Trecho fornecido:
• • • •

Crítica | Sob Total Controle
Sob Total Controle é um dos filmes da mostra internacional do É Tudo Verdade. O documentário ficou conhecido mundialmente por expor os podres do governo de Donald Trump ao lidar com a pandemia de Covid-19. Dirigido pelo trio Alex Gibney, Ophelia Harutyunyan e Suzanne Hillinger, a produção, além de informar sobre a cobertura de uma pandemia, também serve de comentário metalinguístico, mostrando as dificuldades de uma equipe de filmagem em fazer um filme com o isolamento social dos entrevistados e de pessoas ligadas aos fatos.
Dois elementos saltam aos olhos do espectador logo de cara: a primeira é a narração que poderia causar incomodo mas, dado o modo lunático como os EUA lidaram com a pandemia em seu início, se faz necessária. Pois as imagens sozinhas talvez pudessem elucidar o suficiente, sendo necessária a exposição. A outra questão curiosa são as cenas de negacionistas ignorando ou agredindo pessoas comuns em mercados, lojas e afins. Agindo de maneira covarde e perigosa do ponto de vista sanitário, cenas que não nos chocam tanto por sabermos que em nosso país a ações ainda piores.

• • • •

Informações fornecidas:
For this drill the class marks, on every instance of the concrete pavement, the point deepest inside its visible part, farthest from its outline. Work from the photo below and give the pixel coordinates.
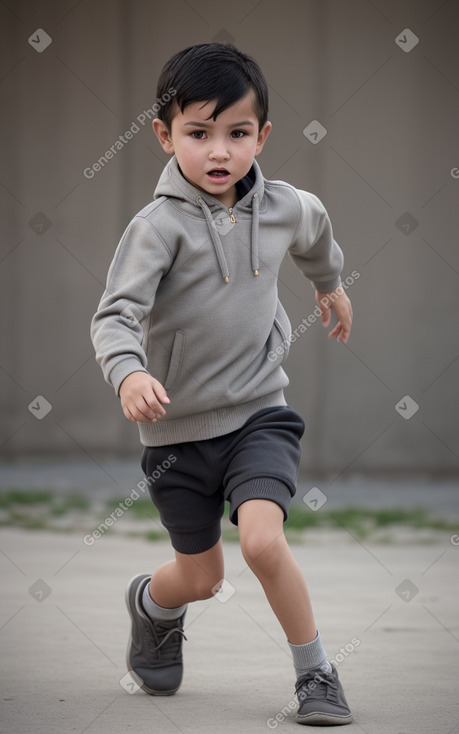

• • • •

Descrição da tarefa: Escreva a continuação da crítica do documentário Sob Total Controle, começando logo após a última frase apresentada.

Resultado da tarefa:
Para as futuras gerações, especialmente para alguém que não sabe pouco respeito desses tempos de pandemia em 2020-21, o documentário será um bom ponto de partida sobre o impacto mundial da Covid. Pois detalhe bem os acontecimentos, incluindo o primeiro surto em Wujan na China, com direito a entrevistas com o até então presidente americano. Uma das problemáticas que o diretor lida nessa obra é sobre o futuro, a evolução da doença, suas mutações e demais aspectos impossíveis de prever, determinando como ainda é incerto o futuro após o impacto dessa doença.
Além disso, o documentário também mostra como o estado norte americano surpreendeu a comunidade mundial negativamente, colocando Robert Redfield, um virologista controverso, a frente de organizações como o CDC (Centro de Controle e Prevenção de Doenças). As frases polêmicas do virologista são anteriores a pandemia. No primeiro surto de HIV sugeriu uma medida religiosa de celibato para evitar a propagação da AIDS. Demonstrando como fundamentalismos são tão perigosos como doenças. Outro exemplo negativo é a entrevista com Vladimir Zelenko, o sujeito que descobriu a hidroxicloroquina como forma de lidar com a doença nos Estados Unidos. O mesmo medicamento que não tem qualquer comprovação contra o vírus e que ainda é defendido pelo governo brasileiro como parte do fajuto tratamento precoce para coronavírus.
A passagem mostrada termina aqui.